• **EXERCISE REQUIREMENTS**: Transcribe the records below exactly.
Start of DATA FOR ANALYSIS
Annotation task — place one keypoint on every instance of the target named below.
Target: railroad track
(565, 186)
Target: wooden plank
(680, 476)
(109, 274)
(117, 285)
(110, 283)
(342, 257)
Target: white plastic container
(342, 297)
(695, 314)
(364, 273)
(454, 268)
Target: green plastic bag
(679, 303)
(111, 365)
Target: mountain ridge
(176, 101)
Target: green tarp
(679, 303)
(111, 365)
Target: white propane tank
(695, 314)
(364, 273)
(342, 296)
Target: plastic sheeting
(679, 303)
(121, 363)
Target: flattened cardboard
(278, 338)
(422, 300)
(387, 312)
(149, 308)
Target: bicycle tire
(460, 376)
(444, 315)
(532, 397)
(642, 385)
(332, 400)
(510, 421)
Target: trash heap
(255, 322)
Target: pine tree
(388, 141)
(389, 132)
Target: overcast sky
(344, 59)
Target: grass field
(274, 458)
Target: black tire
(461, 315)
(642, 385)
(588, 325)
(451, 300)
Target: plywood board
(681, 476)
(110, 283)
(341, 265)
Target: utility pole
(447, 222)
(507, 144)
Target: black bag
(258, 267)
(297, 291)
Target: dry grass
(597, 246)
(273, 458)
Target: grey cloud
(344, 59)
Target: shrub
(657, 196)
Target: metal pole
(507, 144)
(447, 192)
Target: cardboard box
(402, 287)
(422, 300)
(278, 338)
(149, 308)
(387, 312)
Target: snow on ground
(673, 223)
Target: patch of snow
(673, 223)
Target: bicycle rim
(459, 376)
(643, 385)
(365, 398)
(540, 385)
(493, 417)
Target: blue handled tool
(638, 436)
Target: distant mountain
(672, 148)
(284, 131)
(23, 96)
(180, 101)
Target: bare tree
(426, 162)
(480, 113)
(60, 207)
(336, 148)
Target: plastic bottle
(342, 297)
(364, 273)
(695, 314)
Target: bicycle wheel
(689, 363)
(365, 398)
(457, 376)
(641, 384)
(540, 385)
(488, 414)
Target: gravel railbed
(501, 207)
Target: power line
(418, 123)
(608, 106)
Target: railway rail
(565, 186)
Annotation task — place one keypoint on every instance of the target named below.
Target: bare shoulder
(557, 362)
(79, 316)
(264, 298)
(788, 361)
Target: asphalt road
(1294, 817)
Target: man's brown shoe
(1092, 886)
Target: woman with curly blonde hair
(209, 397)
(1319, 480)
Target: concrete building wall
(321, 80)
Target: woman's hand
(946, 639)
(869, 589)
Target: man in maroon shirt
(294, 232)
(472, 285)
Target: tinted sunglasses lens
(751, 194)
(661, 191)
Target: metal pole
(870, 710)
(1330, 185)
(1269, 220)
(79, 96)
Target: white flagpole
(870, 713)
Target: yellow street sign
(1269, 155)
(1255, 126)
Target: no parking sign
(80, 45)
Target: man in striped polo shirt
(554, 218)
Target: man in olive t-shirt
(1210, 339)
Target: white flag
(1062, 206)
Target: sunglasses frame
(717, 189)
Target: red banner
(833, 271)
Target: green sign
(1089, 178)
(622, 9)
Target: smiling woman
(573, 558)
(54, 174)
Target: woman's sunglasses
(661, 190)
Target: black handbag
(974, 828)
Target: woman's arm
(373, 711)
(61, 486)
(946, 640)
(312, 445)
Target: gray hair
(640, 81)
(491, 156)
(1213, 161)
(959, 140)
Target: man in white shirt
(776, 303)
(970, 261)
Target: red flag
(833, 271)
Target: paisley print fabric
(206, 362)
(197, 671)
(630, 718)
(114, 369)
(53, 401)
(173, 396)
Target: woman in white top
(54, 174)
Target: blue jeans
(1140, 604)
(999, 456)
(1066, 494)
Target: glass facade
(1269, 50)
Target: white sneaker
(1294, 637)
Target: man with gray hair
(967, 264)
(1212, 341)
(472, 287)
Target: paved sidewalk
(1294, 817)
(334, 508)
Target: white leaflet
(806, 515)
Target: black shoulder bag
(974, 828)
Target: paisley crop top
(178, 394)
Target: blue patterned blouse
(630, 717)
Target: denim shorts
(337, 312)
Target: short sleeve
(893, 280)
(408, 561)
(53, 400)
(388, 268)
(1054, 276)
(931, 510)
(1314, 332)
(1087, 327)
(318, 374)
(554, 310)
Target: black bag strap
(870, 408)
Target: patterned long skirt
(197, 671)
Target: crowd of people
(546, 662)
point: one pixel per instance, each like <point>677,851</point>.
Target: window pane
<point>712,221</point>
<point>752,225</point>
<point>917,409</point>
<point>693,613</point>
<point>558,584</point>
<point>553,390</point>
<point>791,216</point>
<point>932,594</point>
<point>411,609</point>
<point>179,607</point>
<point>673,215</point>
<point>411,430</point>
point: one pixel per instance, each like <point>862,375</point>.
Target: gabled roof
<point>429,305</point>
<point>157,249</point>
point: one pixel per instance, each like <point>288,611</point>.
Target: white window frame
End of DATA FOR ANALYSIS
• **COMPLETED TASK**:
Annotation task — place one keypoint on every instance of the target named below.
Target: railroad track
(565, 186)
Target: wooden plank
(680, 476)
(109, 274)
(117, 285)
(110, 283)
(342, 257)
Target: white plastic container
(342, 297)
(695, 314)
(364, 273)
(454, 268)
Target: green plastic bag
(679, 303)
(111, 365)
Target: mountain ridge
(176, 101)
Target: green tarp
(679, 303)
(111, 365)
Target: white propane tank
(695, 314)
(364, 273)
(342, 296)
Target: plastic sheeting
(679, 303)
(121, 363)
Target: flattened cardboard
(278, 338)
(422, 300)
(387, 312)
(149, 308)
Target: bicycle tire
(460, 376)
(444, 315)
(532, 397)
(642, 385)
(332, 400)
(510, 421)
Target: trash heap
(255, 322)
Target: pine tree
(388, 141)
(389, 132)
Target: overcast sky
(344, 59)
Target: grass field
(274, 458)
Target: black tire
(461, 315)
(642, 385)
(588, 325)
(451, 300)
Target: plywood board
(681, 476)
(110, 283)
(341, 265)
Target: utility pole
(447, 222)
(507, 144)
Target: black bag
(258, 267)
(297, 291)
Target: dry grass
(597, 246)
(273, 458)
Target: grey cloud
(344, 59)
Target: shrub
(657, 196)
Target: metal pole
(507, 144)
(447, 192)
Target: cardboard box
(402, 287)
(422, 300)
(278, 338)
(149, 308)
(387, 312)
Target: snow on ground
(673, 223)
Target: patch of snow
(673, 223)
Target: bicycle rim
(459, 376)
(643, 385)
(365, 398)
(540, 385)
(493, 417)
Target: blue handled tool
(638, 436)
Target: distant mountain
(672, 148)
(284, 131)
(23, 96)
(180, 101)
Target: bare tree
(426, 162)
(480, 113)
(60, 207)
(336, 148)
Target: plastic bottle
(342, 297)
(364, 273)
(695, 314)
Target: bicycle wheel
(689, 363)
(365, 398)
(457, 376)
(641, 384)
(540, 385)
(488, 414)
Target: gravel railbed
(501, 207)
Target: power line
(418, 123)
(608, 106)
Target: railway rail
(565, 186)
Annotation task — place one keypoint on every instance of the target named below.
Target: bare shoulder
(557, 362)
(79, 316)
(264, 298)
(788, 361)
Target: asphalt road
(1294, 817)
Target: man's brown shoe
(1092, 886)
Target: woman with curly blonde hair
(209, 397)
(1319, 480)
Target: concrete building wall
(321, 80)
Target: woman's hand
(946, 639)
(869, 589)
Target: man in maroon shirt
(294, 232)
(472, 285)
Target: tinted sunglasses lens
(751, 194)
(661, 191)
Target: metal pole
(870, 710)
(1330, 185)
(1269, 220)
(79, 96)
Target: white flagpole
(870, 713)
Target: yellow street sign
(1269, 155)
(1255, 126)
Target: no parking sign
(80, 45)
Target: man in striped polo shirt
(554, 218)
Target: man in olive t-shirt
(1210, 339)
Target: white flag
(1062, 206)
Target: sunglasses frame
(717, 189)
Target: red banner
(833, 271)
Target: green sign
(1089, 178)
(622, 9)
Target: smiling woman
(573, 558)
(54, 174)
Target: woman's sunglasses
(661, 190)
Target: black handbag
(974, 828)
Target: woman's arm
(373, 711)
(61, 486)
(946, 640)
(312, 445)
Target: gray hair
(640, 81)
(491, 156)
(1213, 161)
(959, 140)
Target: man in white shirt
(776, 303)
(970, 261)
Target: red flag
(833, 271)
Target: paisley print fabric
(206, 362)
(197, 671)
(630, 718)
(114, 369)
(53, 401)
(173, 396)
Target: woman in white top
(54, 174)
Target: blue jeans
(1140, 604)
(999, 456)
(1066, 494)
Target: glass facade
(1269, 50)
Target: white sneaker
(1294, 637)
Target: man with gray hair
(967, 264)
(1212, 341)
(472, 287)
Target: paved sidewalk
(1294, 817)
(334, 508)
Target: white leaflet
(806, 515)
Target: black shoulder bag
(974, 828)
Target: paisley crop top
(178, 394)
Target: blue patterned blouse
(630, 717)
Target: denim shorts
(337, 312)
Target: short sleeve
(893, 280)
(408, 561)
(53, 400)
(388, 268)
(1054, 276)
(931, 510)
(1314, 332)
(1087, 327)
(318, 374)
(554, 310)
Target: black bag strap
(870, 408)
Target: patterned long skirt
(197, 671)
Target: crowd of people
(546, 662)
point: one pixel per instance, each like <point>677,851</point>.
Target: window pane
<point>712,221</point>
<point>752,225</point>
<point>917,409</point>
<point>693,613</point>
<point>558,584</point>
<point>553,390</point>
<point>791,216</point>
<point>932,594</point>
<point>411,609</point>
<point>179,607</point>
<point>673,215</point>
<point>411,430</point>
point: one pixel per instance, each like <point>862,375</point>.
Target: gabled roof
<point>429,305</point>
<point>157,249</point>
point: one pixel per instance, each like <point>288,611</point>.
Target: white window frame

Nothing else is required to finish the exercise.